_Text shown_.
________________

NOTES TO CONSOLIDATED FINANCIAL STATEMENTS (UNAUDITED)

(Dollars in thousands)

         The Company, through its subsidiary bank, grants residential, consumer and commercial loans, and also offers a variety of saving plans to customers located primarily in Northeast Ohio and Western Pennsylvania. The following represents the composition of the loan portfolio:

                 
    September 30,   December 31,
    2002   2001
   
 
1-4 family residential mortgages
    35.6 %     37.6 %
Commercial mortgages
    43.0 %     40.6 %
Consumer loans
    5.4 %     7.2 %
Commercial loans
    11.8 %     10.8 %
Home equity loans
    4.2 %     3.8 %

         There are $1,412 in mortgage loans held for sale included in 1-4 family residential mortgages as of September 30, 2002, and none at December 31, 2001. These loans are carried, in the aggregate, at the lower of cost or estimated market value based on secondary market prices.

________________

Point-based annotation data:
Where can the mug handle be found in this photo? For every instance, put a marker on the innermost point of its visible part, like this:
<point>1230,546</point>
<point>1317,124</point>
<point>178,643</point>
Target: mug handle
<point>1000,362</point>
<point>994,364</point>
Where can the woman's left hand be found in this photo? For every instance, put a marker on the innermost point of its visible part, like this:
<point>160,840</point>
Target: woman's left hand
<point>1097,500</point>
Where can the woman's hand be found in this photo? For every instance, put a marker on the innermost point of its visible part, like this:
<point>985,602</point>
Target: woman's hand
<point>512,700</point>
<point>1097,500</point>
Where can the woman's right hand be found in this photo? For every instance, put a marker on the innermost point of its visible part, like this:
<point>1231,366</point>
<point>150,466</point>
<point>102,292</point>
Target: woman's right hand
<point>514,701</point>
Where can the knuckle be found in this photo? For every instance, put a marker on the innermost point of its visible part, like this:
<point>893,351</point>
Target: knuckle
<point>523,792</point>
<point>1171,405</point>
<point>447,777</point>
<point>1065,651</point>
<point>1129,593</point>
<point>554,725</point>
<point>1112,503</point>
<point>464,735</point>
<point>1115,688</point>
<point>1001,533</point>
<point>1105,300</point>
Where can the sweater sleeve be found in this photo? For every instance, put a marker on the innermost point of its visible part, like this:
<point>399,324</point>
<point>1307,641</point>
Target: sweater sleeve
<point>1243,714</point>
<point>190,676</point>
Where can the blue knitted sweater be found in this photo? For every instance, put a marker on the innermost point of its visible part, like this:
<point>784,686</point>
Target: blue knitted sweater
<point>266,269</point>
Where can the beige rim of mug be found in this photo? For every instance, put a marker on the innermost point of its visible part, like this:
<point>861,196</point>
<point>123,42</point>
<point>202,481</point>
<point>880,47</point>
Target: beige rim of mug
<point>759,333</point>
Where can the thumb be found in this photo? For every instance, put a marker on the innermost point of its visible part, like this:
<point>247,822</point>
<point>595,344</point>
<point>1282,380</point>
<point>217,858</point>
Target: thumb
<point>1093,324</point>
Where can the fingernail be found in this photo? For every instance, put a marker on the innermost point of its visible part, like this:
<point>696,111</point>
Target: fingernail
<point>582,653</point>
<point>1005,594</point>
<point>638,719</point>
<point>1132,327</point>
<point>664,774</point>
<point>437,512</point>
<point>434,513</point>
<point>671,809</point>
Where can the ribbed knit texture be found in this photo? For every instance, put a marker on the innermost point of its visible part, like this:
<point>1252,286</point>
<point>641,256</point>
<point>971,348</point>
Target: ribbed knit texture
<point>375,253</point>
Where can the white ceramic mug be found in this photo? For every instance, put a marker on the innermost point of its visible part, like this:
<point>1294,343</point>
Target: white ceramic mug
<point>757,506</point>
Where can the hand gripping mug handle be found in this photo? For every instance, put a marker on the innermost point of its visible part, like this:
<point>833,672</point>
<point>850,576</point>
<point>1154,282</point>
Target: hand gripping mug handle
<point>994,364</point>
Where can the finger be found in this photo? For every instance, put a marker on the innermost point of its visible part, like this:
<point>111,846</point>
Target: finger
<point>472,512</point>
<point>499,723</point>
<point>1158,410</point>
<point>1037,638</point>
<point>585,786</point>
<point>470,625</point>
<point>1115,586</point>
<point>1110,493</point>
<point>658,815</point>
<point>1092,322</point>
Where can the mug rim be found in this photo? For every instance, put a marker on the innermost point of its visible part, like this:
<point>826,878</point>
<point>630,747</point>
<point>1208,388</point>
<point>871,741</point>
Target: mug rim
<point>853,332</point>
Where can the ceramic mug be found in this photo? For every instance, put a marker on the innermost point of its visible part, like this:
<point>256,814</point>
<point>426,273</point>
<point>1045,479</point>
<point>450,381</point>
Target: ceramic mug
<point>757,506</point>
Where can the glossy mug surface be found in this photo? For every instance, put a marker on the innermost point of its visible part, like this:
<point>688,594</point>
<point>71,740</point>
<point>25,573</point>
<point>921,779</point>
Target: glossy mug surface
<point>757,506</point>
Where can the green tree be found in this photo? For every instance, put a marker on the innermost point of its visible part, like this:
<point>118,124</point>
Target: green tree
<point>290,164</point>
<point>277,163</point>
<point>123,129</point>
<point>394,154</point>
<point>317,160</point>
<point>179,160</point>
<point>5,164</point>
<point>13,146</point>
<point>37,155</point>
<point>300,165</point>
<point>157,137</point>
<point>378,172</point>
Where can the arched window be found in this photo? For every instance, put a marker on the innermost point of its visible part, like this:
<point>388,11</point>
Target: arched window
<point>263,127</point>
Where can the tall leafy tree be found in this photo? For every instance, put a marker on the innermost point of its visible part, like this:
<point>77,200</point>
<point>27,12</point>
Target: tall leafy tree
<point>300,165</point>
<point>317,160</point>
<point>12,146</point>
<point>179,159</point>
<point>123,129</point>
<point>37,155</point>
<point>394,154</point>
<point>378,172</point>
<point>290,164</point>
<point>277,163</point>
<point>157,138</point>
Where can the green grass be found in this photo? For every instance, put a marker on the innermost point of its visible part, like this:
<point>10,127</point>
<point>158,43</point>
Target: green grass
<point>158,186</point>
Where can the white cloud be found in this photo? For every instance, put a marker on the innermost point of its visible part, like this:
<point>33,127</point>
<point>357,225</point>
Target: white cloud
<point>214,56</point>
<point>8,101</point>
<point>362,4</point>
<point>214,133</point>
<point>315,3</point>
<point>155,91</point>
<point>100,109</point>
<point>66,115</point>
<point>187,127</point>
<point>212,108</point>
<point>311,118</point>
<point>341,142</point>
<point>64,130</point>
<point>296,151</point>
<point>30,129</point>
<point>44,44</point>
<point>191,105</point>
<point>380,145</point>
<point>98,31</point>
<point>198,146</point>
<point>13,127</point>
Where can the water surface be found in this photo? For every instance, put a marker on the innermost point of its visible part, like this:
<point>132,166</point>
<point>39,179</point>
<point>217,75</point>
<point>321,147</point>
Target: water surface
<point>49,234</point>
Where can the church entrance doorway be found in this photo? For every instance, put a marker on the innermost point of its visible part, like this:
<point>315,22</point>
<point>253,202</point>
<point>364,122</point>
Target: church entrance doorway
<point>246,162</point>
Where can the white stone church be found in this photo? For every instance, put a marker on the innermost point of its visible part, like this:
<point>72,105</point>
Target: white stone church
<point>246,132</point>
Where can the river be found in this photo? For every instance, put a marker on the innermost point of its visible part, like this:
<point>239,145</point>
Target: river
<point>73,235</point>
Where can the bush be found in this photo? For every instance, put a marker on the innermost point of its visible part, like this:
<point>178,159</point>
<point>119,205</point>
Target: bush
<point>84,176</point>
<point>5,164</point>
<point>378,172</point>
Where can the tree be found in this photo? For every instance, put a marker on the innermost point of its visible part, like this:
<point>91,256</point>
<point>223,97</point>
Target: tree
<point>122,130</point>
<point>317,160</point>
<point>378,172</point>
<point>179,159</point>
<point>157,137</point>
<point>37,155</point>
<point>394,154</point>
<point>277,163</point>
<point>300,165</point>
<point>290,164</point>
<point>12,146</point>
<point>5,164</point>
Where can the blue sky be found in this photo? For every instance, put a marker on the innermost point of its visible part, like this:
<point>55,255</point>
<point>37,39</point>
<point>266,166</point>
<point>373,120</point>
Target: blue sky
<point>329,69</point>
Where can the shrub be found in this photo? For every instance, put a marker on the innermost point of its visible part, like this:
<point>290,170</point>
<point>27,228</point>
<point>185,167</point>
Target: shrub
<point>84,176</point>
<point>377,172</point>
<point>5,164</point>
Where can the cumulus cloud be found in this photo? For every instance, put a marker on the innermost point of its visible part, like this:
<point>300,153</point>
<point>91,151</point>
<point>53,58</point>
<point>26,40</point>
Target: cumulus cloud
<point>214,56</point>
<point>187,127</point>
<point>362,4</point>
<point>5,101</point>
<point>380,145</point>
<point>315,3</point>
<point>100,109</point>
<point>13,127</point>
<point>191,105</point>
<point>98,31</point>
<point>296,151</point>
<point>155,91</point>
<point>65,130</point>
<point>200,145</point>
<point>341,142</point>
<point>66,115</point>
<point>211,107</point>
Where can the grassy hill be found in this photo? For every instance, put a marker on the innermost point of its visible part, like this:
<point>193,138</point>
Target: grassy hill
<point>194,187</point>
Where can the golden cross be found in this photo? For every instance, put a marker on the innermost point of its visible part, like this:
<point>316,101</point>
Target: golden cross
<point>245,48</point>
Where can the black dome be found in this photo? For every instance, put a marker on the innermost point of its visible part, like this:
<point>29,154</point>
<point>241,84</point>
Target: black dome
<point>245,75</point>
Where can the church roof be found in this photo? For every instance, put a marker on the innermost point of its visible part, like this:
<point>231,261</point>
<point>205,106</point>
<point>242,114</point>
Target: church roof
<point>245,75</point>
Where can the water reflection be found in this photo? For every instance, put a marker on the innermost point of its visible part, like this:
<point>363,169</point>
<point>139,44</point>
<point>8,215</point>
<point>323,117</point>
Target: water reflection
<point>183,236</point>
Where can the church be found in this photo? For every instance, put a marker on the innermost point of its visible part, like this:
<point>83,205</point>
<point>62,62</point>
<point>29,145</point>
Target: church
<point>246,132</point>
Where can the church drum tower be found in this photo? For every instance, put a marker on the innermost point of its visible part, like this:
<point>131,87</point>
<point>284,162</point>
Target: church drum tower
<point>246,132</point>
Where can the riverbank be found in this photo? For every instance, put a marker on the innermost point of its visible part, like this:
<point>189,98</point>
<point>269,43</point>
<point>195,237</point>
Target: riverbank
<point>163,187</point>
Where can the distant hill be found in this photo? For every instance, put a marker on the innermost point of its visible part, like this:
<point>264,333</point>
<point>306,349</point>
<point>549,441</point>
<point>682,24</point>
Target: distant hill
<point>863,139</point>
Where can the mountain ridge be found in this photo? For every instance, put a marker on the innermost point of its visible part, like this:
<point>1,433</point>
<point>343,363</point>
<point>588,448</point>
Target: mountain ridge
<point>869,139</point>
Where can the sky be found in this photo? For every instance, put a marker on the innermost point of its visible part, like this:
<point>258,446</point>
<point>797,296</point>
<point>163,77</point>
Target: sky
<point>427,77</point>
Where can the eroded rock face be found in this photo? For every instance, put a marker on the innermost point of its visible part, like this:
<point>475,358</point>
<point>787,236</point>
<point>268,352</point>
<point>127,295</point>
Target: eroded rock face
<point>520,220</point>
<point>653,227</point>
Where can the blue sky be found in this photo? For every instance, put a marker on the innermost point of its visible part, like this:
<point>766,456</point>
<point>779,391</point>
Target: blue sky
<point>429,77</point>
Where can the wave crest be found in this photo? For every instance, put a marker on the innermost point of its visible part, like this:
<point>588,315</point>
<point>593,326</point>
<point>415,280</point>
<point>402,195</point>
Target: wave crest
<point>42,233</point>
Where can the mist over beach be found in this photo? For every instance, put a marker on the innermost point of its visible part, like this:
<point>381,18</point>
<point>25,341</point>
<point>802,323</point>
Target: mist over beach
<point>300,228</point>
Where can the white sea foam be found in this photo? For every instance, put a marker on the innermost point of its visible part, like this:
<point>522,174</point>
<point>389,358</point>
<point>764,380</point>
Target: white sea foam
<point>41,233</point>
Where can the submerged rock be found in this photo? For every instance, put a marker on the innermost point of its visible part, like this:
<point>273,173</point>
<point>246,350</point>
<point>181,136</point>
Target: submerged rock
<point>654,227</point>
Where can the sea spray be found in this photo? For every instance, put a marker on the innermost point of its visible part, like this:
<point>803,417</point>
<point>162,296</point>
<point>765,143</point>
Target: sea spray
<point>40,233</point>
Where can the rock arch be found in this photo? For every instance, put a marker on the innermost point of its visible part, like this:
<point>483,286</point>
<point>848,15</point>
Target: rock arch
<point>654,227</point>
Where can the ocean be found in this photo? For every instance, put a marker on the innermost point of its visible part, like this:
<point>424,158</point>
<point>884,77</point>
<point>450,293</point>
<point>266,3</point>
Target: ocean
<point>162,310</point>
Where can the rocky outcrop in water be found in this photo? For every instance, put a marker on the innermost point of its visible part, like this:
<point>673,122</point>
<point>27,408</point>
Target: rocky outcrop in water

________________

_Written tasks_.
A - Using the loan portfolio note, state whether each statement agrees with it, answering yes or no and quoting the words that decide it: (i) the customers are located primarily in Northeast Ohio and Western Pennsylvania; (ii) mortgage loans held for sale were included at December 31, 2001; (iii) the loans held for sale are carried at the lower of cost or estimated market value.
B - Pick up the loan portfolio note where it stops and continue it.
The lines above are separate from the loan portfolio note.

_Set of answers_.
A -
(i) Yes: "customers located primarily in Northeast Ohio and Western Pennsylvania"
(ii) No: "and none at December 31, 2001"
(iii) Yes: "at the lower of cost or estimated market value based on secondary market prices"

B -
         The following table sets forth the aggregate balance of underperforming loans for each of the following categories at September 30, 2002 and December 31, 2001:

                 
    September 30,   December 31,
    2002   2001
   
 
Loans accounted for on a nonaccrual basis
  $ 2,063     $ 829  
Loans contractually past due 90 days or more as to interest or principal payments (not included in nonaccrual loans above)
  None   None
Loans considered troubled debt restructurings (not included in nonaccrual loans or loans contractually past due above)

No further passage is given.